(Dataset entries)

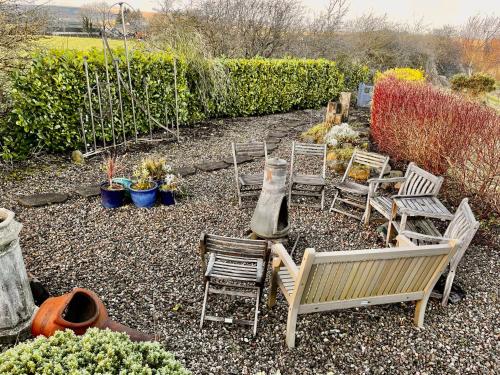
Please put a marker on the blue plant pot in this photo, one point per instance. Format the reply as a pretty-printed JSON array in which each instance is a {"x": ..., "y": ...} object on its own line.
[
  {"x": 167, "y": 197},
  {"x": 111, "y": 198},
  {"x": 144, "y": 198}
]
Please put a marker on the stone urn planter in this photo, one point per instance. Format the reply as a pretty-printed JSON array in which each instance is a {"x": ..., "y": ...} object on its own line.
[{"x": 16, "y": 301}]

> [Work to be completed]
Copy every entry above exactly as it stands, but leave the pictures out.

> [Result]
Please put a marker on the blue plant pot in this photo, one point per instance. Format the reply as a pretty-printed JSON array in which each instance is a {"x": ..., "y": ...} object on its own line.
[
  {"x": 167, "y": 197},
  {"x": 111, "y": 198},
  {"x": 144, "y": 198}
]
Please put a marker on the stone urn planter in this photo, one point per instance. Format the reply as a pretty-printed JSON array in which each instance is a {"x": ..., "y": ...} object on its own line.
[{"x": 16, "y": 301}]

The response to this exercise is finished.